- Goal -
Please count how many lines in the data below contain the string "with", and reply only that number.
*** Material for the task
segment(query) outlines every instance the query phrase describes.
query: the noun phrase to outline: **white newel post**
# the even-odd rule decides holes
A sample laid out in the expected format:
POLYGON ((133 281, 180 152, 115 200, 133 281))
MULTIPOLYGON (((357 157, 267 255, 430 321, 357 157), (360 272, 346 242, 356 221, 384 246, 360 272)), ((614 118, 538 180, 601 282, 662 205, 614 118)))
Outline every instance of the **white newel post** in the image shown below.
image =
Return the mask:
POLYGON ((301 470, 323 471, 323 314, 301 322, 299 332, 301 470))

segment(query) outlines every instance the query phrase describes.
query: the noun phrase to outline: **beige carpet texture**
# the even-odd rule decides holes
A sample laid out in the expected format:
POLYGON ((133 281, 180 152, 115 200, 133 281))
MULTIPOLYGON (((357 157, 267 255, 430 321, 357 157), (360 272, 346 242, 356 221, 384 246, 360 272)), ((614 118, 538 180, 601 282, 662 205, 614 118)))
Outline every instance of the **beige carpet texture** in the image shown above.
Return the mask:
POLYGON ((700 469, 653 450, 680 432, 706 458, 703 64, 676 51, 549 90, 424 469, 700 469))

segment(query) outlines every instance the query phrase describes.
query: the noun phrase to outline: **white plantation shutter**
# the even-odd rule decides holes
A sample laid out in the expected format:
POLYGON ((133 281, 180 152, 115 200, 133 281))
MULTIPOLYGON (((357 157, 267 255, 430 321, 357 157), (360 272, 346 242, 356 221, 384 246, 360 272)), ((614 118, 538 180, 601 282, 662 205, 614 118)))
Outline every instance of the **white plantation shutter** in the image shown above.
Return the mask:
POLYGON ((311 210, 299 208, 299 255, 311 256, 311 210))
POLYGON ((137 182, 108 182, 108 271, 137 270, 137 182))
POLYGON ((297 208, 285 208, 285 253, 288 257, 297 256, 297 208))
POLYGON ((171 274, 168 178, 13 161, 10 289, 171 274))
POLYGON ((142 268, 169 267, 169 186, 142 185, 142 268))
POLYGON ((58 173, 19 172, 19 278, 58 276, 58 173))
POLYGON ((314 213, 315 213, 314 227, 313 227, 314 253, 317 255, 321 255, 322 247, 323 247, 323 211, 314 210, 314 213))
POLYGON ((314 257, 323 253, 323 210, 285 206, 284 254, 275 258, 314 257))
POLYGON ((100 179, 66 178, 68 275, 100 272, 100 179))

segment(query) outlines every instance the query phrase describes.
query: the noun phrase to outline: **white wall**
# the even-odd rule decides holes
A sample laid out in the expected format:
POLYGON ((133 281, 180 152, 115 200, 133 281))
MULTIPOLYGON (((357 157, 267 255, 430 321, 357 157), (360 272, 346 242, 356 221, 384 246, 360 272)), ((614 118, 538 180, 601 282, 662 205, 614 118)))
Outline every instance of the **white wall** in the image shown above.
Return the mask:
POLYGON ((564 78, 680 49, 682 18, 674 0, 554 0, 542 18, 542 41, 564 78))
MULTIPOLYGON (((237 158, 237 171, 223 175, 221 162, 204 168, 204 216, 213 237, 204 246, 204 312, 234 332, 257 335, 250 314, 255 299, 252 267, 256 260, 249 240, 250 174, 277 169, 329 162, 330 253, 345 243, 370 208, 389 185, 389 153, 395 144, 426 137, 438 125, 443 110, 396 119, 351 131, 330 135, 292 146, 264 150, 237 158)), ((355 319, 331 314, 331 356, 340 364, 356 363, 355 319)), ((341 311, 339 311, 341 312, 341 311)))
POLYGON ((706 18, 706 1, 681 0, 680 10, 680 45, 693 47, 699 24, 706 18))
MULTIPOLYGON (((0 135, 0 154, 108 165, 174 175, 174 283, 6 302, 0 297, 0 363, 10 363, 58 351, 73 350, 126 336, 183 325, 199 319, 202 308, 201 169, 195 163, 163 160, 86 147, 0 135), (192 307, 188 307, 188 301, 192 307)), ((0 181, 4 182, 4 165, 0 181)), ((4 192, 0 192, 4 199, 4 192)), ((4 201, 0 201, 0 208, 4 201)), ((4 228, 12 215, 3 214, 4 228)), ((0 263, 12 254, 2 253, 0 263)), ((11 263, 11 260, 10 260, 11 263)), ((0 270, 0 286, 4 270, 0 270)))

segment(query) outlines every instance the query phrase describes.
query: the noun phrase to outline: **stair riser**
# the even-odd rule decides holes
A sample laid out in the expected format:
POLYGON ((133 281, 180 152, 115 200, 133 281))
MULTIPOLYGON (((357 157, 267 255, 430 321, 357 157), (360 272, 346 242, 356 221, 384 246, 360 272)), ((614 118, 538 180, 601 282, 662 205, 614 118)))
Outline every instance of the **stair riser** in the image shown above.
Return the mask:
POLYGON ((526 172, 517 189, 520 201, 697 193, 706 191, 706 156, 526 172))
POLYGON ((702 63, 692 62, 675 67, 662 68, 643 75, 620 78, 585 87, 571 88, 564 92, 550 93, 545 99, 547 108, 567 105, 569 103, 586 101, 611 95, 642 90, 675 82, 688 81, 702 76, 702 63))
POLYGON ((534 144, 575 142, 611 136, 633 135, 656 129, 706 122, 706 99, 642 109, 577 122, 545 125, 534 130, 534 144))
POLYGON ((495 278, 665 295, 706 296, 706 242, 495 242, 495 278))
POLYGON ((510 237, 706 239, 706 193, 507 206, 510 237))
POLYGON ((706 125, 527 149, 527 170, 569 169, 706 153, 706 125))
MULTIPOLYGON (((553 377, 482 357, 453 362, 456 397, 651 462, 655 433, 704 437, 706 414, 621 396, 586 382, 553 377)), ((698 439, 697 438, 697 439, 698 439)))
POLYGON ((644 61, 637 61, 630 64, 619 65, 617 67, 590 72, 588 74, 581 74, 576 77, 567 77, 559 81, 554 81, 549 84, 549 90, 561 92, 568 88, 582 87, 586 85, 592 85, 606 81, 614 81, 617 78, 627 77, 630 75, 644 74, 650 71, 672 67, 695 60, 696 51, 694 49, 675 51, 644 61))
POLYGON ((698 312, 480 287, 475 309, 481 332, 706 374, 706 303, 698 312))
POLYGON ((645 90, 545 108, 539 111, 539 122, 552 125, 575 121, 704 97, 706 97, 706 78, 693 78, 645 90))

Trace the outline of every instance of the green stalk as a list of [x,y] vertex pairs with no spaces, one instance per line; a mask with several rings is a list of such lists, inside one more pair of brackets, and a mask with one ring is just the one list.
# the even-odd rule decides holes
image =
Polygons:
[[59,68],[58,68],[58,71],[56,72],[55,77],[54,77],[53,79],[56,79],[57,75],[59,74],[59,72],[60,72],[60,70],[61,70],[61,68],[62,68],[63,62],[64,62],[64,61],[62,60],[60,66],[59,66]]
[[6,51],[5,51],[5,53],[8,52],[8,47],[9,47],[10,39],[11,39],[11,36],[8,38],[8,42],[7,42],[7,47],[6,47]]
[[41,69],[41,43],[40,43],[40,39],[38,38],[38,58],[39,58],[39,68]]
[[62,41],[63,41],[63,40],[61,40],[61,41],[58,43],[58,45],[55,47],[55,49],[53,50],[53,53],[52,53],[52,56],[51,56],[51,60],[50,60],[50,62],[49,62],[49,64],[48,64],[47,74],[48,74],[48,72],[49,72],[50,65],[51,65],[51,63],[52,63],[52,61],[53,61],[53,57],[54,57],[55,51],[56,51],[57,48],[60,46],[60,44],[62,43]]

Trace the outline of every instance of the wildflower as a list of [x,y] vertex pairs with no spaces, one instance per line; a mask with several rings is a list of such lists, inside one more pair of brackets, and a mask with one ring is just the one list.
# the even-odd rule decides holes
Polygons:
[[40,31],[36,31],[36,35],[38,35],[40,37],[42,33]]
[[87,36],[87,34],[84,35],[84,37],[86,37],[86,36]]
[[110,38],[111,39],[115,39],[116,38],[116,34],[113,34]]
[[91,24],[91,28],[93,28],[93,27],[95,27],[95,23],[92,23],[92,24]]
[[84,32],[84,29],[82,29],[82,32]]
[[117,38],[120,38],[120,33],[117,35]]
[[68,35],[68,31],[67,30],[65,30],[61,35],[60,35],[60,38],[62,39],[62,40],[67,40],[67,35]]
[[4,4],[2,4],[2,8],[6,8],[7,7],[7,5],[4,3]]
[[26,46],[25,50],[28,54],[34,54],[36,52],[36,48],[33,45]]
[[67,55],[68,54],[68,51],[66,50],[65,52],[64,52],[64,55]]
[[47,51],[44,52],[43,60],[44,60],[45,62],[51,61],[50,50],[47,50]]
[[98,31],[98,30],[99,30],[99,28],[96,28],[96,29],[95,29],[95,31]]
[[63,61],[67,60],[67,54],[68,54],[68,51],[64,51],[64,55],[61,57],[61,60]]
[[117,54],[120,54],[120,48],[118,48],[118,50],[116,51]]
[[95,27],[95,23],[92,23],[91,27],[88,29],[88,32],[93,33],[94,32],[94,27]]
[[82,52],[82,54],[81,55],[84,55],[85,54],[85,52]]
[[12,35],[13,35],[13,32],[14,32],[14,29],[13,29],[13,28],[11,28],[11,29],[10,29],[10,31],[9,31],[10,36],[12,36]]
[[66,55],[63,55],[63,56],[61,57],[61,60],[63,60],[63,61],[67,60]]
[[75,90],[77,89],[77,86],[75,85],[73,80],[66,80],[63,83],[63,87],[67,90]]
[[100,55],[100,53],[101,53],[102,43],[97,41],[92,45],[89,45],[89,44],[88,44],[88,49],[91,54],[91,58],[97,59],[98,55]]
******
- Final result -
2